Stored records

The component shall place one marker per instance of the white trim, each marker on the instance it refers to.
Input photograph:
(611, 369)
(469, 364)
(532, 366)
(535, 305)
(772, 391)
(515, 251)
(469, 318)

_Problem statement_: Copy out each line of the records character for character.

_Answer to this problem_:
The component shall place one marker per instance of the white trim, each marker on the instance it refers to.
Input photograph:
(611, 369)
(469, 364)
(532, 366)
(535, 305)
(772, 391)
(515, 251)
(469, 318)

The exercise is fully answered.